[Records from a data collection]
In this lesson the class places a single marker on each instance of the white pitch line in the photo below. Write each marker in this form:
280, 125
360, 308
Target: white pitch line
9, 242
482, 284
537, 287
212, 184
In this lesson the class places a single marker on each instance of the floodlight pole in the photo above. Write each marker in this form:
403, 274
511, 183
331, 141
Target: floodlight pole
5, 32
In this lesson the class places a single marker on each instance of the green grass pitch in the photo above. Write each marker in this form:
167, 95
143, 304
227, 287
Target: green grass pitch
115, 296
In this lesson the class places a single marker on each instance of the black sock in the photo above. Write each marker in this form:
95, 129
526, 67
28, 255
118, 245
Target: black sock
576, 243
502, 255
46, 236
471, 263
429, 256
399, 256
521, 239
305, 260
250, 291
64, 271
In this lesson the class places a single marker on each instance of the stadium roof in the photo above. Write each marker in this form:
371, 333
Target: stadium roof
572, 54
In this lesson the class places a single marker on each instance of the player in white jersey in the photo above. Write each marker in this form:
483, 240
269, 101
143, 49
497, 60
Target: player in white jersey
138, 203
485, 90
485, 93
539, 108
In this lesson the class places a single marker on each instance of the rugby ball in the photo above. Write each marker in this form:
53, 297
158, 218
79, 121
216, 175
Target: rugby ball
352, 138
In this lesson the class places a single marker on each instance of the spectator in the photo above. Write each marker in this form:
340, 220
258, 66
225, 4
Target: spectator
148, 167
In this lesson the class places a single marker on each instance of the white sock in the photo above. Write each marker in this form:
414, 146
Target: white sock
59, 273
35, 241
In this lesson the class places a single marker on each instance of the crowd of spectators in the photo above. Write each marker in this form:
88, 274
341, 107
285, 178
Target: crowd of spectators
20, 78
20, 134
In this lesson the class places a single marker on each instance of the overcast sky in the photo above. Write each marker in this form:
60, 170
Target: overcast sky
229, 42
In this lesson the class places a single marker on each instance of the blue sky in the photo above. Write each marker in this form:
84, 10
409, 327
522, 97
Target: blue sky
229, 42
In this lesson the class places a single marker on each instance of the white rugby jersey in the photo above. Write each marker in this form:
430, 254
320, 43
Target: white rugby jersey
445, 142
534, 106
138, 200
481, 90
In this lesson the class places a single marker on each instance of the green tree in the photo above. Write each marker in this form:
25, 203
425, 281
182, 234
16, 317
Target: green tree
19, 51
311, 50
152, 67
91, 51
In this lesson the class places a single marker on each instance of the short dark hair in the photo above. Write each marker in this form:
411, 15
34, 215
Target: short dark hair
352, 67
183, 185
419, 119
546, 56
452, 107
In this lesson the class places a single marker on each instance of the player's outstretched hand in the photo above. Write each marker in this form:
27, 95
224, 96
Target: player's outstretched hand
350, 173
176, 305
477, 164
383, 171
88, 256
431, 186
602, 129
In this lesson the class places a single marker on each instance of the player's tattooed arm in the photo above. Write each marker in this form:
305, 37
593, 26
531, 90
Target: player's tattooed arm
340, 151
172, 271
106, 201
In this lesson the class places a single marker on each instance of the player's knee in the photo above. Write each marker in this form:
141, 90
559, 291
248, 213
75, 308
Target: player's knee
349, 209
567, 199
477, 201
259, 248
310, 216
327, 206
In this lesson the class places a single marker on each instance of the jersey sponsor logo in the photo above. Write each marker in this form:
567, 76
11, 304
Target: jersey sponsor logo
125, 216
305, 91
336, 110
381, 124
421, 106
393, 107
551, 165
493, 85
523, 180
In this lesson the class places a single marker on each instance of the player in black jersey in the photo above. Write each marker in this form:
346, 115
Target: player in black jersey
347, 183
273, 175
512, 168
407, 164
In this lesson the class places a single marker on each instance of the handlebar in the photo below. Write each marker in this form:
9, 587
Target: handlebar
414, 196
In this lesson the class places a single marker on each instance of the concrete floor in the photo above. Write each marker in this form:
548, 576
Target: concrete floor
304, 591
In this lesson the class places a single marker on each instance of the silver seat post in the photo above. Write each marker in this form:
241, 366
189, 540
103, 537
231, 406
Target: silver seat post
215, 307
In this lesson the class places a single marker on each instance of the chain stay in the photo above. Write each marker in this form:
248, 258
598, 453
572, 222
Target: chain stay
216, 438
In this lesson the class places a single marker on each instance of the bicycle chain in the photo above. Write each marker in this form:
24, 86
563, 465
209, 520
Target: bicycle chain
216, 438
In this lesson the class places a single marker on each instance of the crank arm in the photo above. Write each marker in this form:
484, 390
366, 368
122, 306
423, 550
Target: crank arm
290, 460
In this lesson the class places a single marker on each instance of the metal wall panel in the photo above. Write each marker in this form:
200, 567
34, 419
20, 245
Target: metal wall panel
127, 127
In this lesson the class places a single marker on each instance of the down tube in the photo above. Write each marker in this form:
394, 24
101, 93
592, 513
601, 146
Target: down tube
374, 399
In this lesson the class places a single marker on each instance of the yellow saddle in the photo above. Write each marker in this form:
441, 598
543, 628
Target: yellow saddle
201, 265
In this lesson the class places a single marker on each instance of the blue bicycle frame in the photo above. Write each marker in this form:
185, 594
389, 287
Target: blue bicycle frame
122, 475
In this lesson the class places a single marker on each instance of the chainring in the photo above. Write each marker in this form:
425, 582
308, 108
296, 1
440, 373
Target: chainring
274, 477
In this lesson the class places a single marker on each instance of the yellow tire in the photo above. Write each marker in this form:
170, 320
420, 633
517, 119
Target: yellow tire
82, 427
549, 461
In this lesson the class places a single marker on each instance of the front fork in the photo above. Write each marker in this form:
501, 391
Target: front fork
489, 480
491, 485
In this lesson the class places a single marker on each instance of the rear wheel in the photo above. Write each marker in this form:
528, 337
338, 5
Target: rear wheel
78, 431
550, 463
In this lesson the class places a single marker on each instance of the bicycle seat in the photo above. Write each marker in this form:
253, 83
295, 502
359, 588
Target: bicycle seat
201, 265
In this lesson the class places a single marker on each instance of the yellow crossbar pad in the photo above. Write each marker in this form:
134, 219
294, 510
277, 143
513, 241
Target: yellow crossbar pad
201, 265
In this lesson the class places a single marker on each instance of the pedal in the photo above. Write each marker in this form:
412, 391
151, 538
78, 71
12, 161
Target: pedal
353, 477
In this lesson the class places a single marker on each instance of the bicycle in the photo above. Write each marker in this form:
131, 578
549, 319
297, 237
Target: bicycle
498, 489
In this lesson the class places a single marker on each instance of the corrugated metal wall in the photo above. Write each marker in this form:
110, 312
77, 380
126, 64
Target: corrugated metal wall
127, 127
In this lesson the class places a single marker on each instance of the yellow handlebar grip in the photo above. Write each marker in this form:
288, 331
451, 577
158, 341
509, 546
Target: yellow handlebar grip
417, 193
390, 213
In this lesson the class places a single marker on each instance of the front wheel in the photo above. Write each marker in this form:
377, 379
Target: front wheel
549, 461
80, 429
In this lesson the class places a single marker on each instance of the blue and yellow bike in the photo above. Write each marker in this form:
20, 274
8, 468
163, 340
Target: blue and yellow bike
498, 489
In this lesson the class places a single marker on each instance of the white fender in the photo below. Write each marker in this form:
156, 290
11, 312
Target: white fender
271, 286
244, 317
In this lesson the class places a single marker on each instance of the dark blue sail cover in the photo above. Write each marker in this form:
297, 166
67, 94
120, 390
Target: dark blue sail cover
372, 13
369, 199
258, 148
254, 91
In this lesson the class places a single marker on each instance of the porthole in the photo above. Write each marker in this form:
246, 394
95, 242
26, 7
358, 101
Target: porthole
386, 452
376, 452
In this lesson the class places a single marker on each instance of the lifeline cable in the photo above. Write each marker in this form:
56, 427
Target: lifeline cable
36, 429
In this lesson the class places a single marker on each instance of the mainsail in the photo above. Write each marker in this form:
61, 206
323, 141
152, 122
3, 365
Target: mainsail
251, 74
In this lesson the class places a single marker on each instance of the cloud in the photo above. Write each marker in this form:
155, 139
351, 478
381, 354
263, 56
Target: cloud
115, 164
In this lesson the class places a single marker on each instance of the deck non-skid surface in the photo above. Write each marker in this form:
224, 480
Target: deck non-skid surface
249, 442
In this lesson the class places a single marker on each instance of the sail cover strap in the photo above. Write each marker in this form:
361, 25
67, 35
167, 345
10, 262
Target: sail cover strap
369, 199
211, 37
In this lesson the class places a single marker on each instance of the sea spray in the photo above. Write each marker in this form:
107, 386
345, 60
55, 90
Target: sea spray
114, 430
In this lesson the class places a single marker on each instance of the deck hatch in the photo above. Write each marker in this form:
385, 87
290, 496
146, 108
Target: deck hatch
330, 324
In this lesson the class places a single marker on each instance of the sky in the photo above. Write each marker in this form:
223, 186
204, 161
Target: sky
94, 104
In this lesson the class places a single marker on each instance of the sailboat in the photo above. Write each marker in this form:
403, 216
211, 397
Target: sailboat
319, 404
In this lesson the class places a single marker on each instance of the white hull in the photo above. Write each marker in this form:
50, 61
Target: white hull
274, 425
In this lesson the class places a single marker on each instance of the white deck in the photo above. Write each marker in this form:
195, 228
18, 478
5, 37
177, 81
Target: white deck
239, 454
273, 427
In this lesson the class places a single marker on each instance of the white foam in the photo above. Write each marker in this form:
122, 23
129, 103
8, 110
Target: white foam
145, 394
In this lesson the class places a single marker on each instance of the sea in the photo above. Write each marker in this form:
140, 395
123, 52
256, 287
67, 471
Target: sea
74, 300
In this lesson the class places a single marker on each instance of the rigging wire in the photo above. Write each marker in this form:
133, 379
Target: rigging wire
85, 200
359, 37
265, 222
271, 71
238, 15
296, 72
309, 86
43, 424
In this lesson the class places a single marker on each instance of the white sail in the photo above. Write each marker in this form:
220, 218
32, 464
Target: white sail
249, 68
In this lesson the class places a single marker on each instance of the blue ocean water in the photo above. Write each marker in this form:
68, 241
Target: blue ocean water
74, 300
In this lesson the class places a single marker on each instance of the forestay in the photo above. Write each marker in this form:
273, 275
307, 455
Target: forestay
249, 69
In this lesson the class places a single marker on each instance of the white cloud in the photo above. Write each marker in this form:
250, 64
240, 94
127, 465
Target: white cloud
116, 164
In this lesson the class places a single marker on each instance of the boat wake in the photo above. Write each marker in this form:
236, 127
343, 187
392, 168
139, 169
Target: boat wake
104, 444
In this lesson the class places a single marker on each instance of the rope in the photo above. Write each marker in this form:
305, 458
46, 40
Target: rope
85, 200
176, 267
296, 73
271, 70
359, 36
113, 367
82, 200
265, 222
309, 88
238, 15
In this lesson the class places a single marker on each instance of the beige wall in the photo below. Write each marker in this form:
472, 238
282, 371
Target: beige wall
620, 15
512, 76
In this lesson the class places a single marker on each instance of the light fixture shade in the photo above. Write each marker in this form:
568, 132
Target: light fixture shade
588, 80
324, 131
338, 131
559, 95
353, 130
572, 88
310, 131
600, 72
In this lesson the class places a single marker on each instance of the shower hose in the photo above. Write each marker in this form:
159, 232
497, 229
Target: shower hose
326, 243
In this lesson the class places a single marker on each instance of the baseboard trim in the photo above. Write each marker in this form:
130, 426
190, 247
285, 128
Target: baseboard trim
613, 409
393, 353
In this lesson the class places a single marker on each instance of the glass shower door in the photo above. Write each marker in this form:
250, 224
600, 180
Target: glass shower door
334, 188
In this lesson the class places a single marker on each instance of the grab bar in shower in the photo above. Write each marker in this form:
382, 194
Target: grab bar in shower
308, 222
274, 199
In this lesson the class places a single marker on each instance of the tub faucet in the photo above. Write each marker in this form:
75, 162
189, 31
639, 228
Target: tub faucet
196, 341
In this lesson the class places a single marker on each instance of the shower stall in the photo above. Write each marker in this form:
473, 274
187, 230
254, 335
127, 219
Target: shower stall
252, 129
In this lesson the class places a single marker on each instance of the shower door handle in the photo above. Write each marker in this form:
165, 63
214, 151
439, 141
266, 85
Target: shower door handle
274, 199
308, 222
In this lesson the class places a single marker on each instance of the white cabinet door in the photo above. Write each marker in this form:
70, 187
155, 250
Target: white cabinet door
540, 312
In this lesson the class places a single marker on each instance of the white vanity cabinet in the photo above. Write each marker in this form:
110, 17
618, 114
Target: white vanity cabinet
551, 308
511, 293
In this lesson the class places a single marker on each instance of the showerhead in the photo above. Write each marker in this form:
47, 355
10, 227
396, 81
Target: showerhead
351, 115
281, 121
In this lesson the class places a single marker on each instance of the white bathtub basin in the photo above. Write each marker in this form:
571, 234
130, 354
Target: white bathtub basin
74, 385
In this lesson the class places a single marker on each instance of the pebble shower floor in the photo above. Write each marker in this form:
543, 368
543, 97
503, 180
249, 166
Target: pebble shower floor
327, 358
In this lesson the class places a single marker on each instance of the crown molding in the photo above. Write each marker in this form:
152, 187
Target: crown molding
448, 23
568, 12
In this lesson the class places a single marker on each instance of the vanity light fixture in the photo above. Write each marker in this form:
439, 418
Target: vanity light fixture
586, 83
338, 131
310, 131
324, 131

■ Goal of the exercise
Everything from the line containing "of the pebble" through the final line of the listing, inclusive, must be reproduced exactly; leave out the rest.

■ Expected answer
In this lesson the class places a single marker on each instance of the pebble shower floor in the photo above. Write each marker in this form:
543, 368
543, 97
503, 180
249, 166
Target: pebble shower floor
327, 358
In this lesson the class places a single marker on each instance of the crown molding in the photo above. Write each marker in this form:
152, 187
Target: crown molding
448, 23
568, 12
In this lesson the class places a single marker on each instance of the vanity light fixture in the photo above. Write each marker in this form:
439, 418
Target: vanity light fixture
586, 83
338, 131
310, 131
324, 131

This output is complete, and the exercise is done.